▶ GIVEN PROBLEM: Reproduce the stretch of the listing from the line that contains "Query: man's fingers" through the line that contains "500 154 L 503", both ends included, requests and all. Multiply every coordinate in the answer outlines by 0.7 and round to whole numbers, halves up, leaving the requests and their format samples unchanged.

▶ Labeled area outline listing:
** START **

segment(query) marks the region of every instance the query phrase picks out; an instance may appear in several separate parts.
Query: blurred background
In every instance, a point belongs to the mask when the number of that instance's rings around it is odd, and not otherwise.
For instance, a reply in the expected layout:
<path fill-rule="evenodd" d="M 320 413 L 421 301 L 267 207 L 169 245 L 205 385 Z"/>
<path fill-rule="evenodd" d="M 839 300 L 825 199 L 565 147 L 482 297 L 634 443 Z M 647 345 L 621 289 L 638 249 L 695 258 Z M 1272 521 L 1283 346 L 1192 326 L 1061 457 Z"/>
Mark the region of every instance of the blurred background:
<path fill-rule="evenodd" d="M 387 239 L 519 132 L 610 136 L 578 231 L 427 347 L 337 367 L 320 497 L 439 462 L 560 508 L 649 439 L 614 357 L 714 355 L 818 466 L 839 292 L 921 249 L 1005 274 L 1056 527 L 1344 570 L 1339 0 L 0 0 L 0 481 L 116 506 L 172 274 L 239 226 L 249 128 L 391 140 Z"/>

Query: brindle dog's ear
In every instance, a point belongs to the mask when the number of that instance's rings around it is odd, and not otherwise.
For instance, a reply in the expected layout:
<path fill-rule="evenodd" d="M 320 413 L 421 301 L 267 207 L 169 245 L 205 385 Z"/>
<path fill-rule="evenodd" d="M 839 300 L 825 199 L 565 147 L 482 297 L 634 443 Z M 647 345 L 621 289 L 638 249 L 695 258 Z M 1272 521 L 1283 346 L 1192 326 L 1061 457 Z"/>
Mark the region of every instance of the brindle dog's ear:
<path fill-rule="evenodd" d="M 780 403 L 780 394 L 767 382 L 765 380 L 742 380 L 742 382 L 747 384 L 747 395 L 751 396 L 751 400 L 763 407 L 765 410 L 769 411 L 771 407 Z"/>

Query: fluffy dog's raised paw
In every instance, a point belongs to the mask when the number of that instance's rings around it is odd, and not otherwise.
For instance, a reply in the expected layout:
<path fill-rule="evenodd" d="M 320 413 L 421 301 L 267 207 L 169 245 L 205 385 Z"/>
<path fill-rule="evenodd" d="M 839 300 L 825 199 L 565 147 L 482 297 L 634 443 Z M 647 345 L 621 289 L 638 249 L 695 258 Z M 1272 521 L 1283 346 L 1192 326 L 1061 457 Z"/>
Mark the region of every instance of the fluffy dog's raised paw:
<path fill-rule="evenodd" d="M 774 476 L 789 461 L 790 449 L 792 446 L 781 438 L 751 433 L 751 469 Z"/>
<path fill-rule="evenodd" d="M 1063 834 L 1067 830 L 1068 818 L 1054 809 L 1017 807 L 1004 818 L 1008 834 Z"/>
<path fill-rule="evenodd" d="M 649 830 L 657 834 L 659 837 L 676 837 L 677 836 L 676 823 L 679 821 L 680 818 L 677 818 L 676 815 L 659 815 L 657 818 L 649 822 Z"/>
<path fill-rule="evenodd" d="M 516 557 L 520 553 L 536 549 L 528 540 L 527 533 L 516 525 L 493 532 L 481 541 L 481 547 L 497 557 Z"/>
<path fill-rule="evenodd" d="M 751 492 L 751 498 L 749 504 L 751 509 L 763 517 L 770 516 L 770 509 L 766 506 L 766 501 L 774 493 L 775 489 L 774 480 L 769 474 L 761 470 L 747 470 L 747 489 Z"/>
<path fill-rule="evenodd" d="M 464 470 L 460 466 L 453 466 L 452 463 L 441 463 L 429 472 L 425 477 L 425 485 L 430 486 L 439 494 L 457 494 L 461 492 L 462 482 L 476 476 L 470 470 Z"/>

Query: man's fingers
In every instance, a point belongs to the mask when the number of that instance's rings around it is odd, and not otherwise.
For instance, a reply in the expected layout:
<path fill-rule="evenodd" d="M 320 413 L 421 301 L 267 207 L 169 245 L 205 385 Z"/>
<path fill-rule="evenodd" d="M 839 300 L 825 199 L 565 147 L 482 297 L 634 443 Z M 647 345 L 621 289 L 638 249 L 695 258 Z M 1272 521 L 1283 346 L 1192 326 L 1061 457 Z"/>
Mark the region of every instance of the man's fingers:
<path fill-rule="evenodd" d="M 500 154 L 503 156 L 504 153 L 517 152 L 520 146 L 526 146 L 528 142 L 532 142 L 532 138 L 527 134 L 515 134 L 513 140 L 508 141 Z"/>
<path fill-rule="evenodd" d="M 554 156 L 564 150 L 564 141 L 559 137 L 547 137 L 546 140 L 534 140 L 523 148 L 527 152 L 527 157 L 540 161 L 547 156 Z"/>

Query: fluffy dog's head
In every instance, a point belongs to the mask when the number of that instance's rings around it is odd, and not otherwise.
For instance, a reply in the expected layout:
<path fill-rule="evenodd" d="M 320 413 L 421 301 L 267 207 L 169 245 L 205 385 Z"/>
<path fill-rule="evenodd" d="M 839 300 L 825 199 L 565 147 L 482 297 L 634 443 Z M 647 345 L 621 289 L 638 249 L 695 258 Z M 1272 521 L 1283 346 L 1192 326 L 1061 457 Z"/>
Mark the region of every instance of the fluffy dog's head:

** END **

▶ WRITTEN RESPONSE:
Query: man's fingers
In every instance, a point belongs to the mask when the number of that instance's rings around it is odd, and not otherwise.
For instance, a reply in the expected layout:
<path fill-rule="evenodd" d="M 320 413 L 421 301 L 267 207 L 169 245 L 205 385 Z"/>
<path fill-rule="evenodd" d="M 839 300 L 825 199 L 565 147 L 482 297 L 634 443 Z M 647 345 L 621 289 L 638 249 L 695 258 Z M 1272 521 L 1283 346 L 1192 326 L 1061 457 Z"/>
Mark the region of every instance of the man's fingers:
<path fill-rule="evenodd" d="M 350 108 L 352 109 L 353 107 L 362 106 L 364 102 L 368 102 L 370 99 L 372 99 L 372 97 L 369 94 L 361 94 L 359 98 L 356 99 Z"/>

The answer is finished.